begin RECORDS FOR THE TASK

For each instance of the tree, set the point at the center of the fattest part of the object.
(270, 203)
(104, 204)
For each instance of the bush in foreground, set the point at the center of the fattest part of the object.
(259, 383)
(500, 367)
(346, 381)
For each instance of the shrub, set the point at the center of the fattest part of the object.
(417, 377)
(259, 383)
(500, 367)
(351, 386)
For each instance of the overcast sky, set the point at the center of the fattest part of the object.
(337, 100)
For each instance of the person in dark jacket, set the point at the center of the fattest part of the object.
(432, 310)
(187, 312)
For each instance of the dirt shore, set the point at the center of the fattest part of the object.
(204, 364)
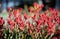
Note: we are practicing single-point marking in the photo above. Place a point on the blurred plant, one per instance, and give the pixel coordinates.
(31, 25)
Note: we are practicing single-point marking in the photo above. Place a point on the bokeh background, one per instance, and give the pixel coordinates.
(4, 4)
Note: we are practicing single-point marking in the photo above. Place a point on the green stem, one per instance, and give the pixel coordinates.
(51, 36)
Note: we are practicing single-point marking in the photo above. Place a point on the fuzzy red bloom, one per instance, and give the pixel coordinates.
(15, 13)
(31, 27)
(26, 16)
(1, 21)
(21, 26)
(20, 9)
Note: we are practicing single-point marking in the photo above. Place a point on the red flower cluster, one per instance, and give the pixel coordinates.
(49, 19)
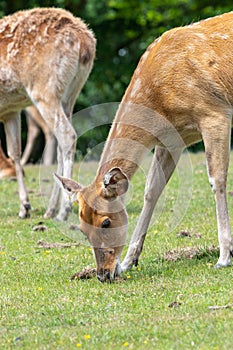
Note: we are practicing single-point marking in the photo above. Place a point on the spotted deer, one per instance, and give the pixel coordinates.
(46, 55)
(181, 92)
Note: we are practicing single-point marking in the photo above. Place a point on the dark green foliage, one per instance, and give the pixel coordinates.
(123, 30)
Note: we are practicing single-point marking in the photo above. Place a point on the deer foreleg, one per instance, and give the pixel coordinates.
(12, 128)
(217, 147)
(162, 167)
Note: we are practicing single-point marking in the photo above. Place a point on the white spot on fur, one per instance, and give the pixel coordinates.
(201, 36)
(220, 36)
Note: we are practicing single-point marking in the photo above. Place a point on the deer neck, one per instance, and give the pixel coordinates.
(130, 138)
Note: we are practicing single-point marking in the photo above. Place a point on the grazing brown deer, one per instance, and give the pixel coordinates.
(180, 93)
(35, 123)
(46, 55)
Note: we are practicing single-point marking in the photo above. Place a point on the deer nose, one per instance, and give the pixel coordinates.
(104, 275)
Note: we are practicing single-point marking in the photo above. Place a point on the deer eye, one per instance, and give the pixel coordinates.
(106, 223)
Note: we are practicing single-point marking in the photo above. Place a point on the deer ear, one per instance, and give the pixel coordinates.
(70, 187)
(115, 183)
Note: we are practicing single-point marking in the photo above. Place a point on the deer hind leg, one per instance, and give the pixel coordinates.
(12, 128)
(161, 169)
(217, 148)
(65, 134)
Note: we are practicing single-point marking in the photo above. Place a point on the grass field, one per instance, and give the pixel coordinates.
(174, 299)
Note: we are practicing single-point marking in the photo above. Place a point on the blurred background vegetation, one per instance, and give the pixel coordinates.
(123, 30)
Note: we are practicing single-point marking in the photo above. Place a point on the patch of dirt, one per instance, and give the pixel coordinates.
(217, 307)
(50, 245)
(184, 233)
(89, 272)
(174, 304)
(86, 273)
(39, 228)
(189, 253)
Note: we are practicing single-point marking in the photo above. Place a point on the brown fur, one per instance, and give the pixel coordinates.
(183, 83)
(7, 169)
(46, 55)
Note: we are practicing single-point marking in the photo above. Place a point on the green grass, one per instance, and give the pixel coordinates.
(41, 308)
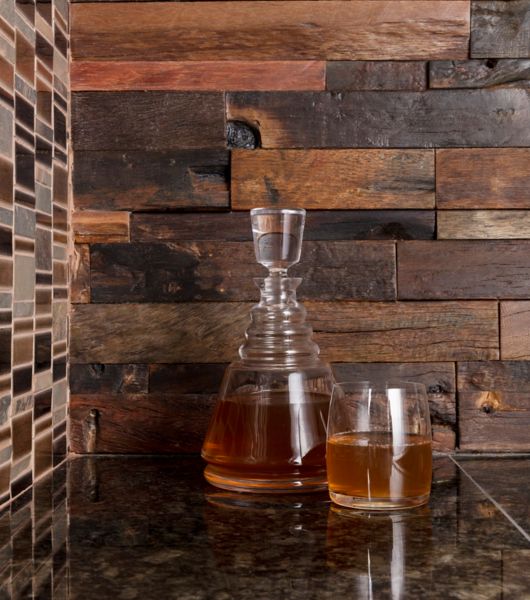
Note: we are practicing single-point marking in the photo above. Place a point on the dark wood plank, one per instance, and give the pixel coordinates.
(320, 225)
(271, 30)
(479, 73)
(351, 76)
(515, 325)
(198, 75)
(494, 406)
(145, 180)
(483, 178)
(109, 379)
(346, 331)
(500, 29)
(463, 269)
(382, 119)
(210, 271)
(439, 379)
(139, 423)
(147, 121)
(354, 178)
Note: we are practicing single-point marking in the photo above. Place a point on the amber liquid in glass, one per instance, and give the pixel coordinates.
(371, 465)
(269, 436)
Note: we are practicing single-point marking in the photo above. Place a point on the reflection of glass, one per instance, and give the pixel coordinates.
(379, 445)
(268, 430)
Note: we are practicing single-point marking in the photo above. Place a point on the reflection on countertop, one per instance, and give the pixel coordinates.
(130, 527)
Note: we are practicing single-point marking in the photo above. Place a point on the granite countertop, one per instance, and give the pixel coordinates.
(151, 527)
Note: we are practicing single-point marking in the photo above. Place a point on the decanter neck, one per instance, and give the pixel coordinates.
(278, 333)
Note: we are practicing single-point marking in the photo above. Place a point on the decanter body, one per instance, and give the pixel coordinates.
(268, 430)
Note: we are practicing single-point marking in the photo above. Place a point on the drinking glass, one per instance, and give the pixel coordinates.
(378, 452)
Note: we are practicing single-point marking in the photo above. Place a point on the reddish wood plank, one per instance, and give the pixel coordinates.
(293, 30)
(483, 178)
(198, 75)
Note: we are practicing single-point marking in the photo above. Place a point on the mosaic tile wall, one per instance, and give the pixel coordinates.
(33, 240)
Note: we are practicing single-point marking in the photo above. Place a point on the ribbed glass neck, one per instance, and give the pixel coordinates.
(278, 333)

end RECORDS FOR THE TASK

## DIRECTIONS
Write out, word for word, the stretch of entries above from the line containing "on the reddish" through the end of the entries.

## CORRECT RESPONSE
Note: we are practicing single-point marking in the photo above. Place a point on the reddish wood plank, one per instance, and give the pixel coordinates.
(293, 30)
(483, 178)
(198, 75)
Note: we are practicing single-point marking in the photo above. Place a point on the mosaic tile wall, one per instance, and give the pixel coordinates.
(33, 240)
Note: we are practicing single-point marking in the photo above. Place a point on the ribbed glass neck, one per instance, and give the pixel coordinates.
(278, 333)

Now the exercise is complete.